===== Exercise input =====

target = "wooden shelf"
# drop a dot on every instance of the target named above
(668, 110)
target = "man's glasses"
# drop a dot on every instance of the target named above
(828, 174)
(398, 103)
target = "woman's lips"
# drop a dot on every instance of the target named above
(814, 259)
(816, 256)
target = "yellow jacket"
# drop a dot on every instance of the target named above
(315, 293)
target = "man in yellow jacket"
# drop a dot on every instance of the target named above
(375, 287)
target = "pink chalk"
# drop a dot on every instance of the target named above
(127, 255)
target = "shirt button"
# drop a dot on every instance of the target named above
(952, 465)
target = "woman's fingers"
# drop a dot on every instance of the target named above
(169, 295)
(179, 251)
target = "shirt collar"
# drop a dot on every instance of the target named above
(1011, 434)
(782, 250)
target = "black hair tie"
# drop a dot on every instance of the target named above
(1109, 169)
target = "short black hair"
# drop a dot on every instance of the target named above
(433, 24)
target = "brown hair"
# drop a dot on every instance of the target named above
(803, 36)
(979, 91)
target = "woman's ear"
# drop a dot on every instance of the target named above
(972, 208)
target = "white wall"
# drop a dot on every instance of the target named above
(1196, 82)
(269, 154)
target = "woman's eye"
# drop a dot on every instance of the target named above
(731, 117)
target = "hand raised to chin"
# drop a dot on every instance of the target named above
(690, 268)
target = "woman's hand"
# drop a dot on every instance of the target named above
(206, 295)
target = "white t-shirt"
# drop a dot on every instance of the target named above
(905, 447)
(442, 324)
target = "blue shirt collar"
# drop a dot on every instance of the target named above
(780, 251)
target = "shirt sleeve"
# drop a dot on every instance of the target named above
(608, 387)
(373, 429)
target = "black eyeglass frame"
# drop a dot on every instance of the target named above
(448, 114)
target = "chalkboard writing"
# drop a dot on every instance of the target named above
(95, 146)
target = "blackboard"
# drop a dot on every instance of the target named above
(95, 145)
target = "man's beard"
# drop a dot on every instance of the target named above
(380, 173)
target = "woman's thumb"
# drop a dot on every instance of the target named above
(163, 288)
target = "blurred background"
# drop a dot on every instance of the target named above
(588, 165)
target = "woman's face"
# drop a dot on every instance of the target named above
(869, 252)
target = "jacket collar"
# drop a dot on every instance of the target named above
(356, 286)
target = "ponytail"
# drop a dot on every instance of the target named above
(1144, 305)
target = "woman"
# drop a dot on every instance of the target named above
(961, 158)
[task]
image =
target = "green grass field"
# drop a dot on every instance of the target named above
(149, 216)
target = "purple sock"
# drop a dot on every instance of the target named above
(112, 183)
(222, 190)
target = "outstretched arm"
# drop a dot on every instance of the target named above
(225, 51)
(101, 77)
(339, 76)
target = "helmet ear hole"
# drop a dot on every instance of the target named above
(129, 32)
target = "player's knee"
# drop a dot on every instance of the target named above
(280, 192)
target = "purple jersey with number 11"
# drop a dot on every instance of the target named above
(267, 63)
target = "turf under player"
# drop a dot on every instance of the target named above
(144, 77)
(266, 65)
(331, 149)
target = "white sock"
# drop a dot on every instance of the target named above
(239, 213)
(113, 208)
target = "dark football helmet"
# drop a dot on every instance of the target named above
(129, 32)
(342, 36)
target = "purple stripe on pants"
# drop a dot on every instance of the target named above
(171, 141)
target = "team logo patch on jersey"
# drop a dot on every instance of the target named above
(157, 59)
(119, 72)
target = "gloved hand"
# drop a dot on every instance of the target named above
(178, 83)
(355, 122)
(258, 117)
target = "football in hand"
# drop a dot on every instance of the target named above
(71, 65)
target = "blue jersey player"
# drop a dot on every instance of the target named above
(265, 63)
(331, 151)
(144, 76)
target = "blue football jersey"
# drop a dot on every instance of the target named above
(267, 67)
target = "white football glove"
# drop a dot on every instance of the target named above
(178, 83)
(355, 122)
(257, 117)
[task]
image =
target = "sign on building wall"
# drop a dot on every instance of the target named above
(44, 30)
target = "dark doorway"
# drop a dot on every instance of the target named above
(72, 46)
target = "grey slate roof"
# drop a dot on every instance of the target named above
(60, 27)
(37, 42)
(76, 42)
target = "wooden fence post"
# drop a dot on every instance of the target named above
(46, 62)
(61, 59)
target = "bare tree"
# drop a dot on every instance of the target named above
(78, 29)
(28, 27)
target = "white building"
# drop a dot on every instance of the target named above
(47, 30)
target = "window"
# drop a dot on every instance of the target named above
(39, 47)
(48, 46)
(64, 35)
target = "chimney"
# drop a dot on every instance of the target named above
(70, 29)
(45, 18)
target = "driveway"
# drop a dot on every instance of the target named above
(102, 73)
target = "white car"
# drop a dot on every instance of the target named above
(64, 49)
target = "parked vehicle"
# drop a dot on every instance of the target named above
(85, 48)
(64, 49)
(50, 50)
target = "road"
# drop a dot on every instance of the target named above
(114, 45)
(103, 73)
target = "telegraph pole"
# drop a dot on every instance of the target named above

=====

Given request: Repeat the whole listing exactly, keeping every line intact.

Solution for this problem:
target = "wooden shelf"
# drop a dot on every instance of the target named above
(668, 110)
target = "man's glasses"
# drop a dot on every instance of the target named above
(828, 174)
(398, 103)
target = "woman's lips"
# drop a dot on every instance of the target named above
(814, 259)
(816, 256)
target = "yellow jacket"
# drop a dot on every instance of the target named above
(315, 293)
target = "man in yellow jacket"
# drop a dot on every instance of the target named above
(375, 287)
target = "pink chalk"
# drop a dot on every instance of the target named above
(127, 255)
target = "shirt button"
# drop a dot on every instance of the target named above
(952, 465)
target = "woman's fingers"
# drop a dot on every instance of the target named above
(169, 295)
(179, 251)
target = "shirt collar"
# drop a dot on every instance of the target named above
(1011, 434)
(782, 250)
target = "black hair tie"
# drop a dot on every instance of the target named above
(1109, 169)
target = "short black hair"
# drop a dot on every instance of the target named above
(433, 24)
target = "brown hair"
# drop a dot on every instance of the target named above
(803, 36)
(979, 91)
target = "woman's ear"
# drop a dot on every instance of the target named above
(972, 208)
target = "white wall"
# drop a dot on every instance of the target named above
(1196, 82)
(269, 154)
target = "woman's eye"
# drop a dot on every instance of the target named above
(731, 117)
target = "hand raised to chin"
# drop a dot on every instance of the target named above
(690, 268)
target = "woman's hand"
# drop a dot on every instance of the target named above
(206, 295)
target = "white t-shirt"
# drop a dot on every instance of the target named above
(905, 447)
(442, 324)
target = "blue shirt collar"
# drop a dot on every instance of the target named above
(780, 251)
target = "shirt sleeve"
# drop a dot on every instance of the target named above
(608, 387)
(373, 429)
target = "black eyeglass frame"
# drop a dot on every instance of the target named above
(448, 114)
target = "chalkboard writing"
# drop a dot on every instance of the target named above
(95, 146)
target = "blackboard"
# drop a dot on every instance of the target named above
(95, 145)
target = "man's beard"
# drop a dot on every instance of the target named above
(380, 173)
target = "woman's thumb"
# drop a dot on every instance of the target named above
(163, 288)
target = "blurred background"
# drop a dot on every instance of the target named above
(588, 165)
target = "woman's face"
# drop a dot on every instance of the target named above
(869, 252)
target = "jacket collar"
# drop a dot on every instance of the target named above
(356, 286)
target = "ponytail"
# drop a dot on every instance of the target named above
(1144, 305)
target = "woman"
# drop a dot on every instance of the target named above
(961, 158)
[task]
image =
target = "green grass field"
# drop a dot on every instance of the target named above
(149, 216)
target = "purple sock"
# drop a dot on every instance of the target named above
(112, 183)
(222, 190)
target = "outstretched arm"
# drop a dot on every instance of the target named above
(225, 51)
(101, 77)
(339, 76)
target = "helmet ear hole"
# drop a dot on every instance of the target named above
(129, 32)
target = "player's knee"
# drop a dot on every instance of the target named above
(280, 192)
target = "purple jersey with number 11"
# drop a dot on every instance of the target named above
(267, 63)
target = "turf under player"
# drop a dot on every instance of the target named above
(144, 77)
(266, 65)
(331, 149)
target = "white sock"
# drop a dot on every instance of the target named above
(239, 213)
(113, 208)
target = "dark football helmet"
# drop a dot on every instance of the target named above
(129, 32)
(342, 36)
target = "purple stripe on pants"
# drop a dot on every instance of the target named above
(171, 141)
target = "team logo patch on jersey"
# drop a dot on every instance of the target named above
(157, 59)
(119, 72)
target = "gloved hand"
# drop a dot on every instance of the target named above
(178, 83)
(355, 122)
(258, 117)
target = "football in hand"
# drop a dot on every instance of the target named above
(71, 65)
target = "blue jersey player"
# drop a dot on every instance of the target named above
(265, 63)
(331, 151)
(144, 76)
target = "blue football jersey"
# drop a dot on every instance of the target named above
(267, 67)
target = "white football glove"
# drop a dot on every instance of the target named above
(178, 83)
(355, 122)
(257, 117)
[task]
image =
target = "sign on building wall"
# drop a dot on every instance of the target named above
(44, 30)
target = "dark doorway"
# drop a dot on every instance of the target named above
(72, 46)
target = "grey slate roof"
# drop a dot on every instance of the target named above
(60, 27)
(37, 42)
(76, 42)
target = "wooden fence post"
# drop a dot on every instance of the target named above
(46, 62)
(61, 59)
target = "bare tree"
# drop a dot on every instance of the target named above
(78, 29)
(28, 27)
target = "white building"
# drop a dot on every instance of the target named above
(47, 30)
target = "window"
# drop a dot on every instance of the target named above
(39, 47)
(48, 46)
(64, 35)
target = "chimney"
# drop a dot on every instance of the target named above
(70, 29)
(45, 18)
target = "driveway"
# drop a dot on every instance of the target named above
(102, 73)
target = "white car"
# drop a dot on every instance of the target named above
(64, 49)
target = "parked vehicle"
# drop a dot on every instance of the target named above
(85, 48)
(64, 49)
(50, 50)
target = "road"
# drop a dot on every instance of the target named above
(114, 45)
(103, 73)
target = "telegraph pole"
# drop a dot on every instance of the target named above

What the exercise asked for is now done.